## Directions
Find where "on the metal" appears in the entries below. That line and all lines after it, through the last, are to be duplicated exactly, with nothing else.

__________

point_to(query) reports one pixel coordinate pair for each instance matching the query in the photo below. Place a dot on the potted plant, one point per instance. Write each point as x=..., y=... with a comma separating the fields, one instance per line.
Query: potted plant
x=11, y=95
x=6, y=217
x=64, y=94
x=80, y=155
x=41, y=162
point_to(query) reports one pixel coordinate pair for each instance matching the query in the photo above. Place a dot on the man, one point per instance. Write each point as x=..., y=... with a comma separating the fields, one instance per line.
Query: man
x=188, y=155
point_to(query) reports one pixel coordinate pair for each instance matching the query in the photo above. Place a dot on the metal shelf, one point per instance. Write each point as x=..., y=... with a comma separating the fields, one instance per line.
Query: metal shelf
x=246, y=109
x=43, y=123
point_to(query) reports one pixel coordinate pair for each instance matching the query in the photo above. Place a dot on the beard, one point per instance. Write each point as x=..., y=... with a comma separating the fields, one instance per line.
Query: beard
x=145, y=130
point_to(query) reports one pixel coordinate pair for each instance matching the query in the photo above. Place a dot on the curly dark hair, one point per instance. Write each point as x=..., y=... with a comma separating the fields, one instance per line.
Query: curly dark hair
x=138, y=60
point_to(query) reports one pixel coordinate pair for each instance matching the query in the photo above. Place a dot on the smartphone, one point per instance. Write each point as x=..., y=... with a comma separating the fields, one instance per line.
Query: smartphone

__________

## Result of the task
point_to(query) reports one pixel coordinate pair for each instance matching the query in the photo above. Place a dot on the metal shelf, one point per instance. Write each point as x=..., y=... with a comma separating the fields, one instance per line.
Query: metal shelf
x=246, y=109
x=43, y=123
point_to(query) reports one pixel coordinate pair for each instance matching the query in the photo above. Place a dot on the beard, one point per instance. Write each point as x=..., y=... with a comma separating the fields, one instance per line.
Query: beard
x=145, y=130
point_to(query) reports one pixel coordinate pair for each instance matching the query in the photo above. Place a dot on the curly dark hair, one point per instance. Write each point as x=..., y=... with a comma separating the fields, one instance per line.
Query: curly dark hair
x=138, y=60
point_to(query) reports one pixel coordinate pair for each instance matching the query in the photo above. Place a dot on the smartphone, one point per instance. Write each point as x=..., y=... with a comma separating the fields, one instance per line.
Query: smartphone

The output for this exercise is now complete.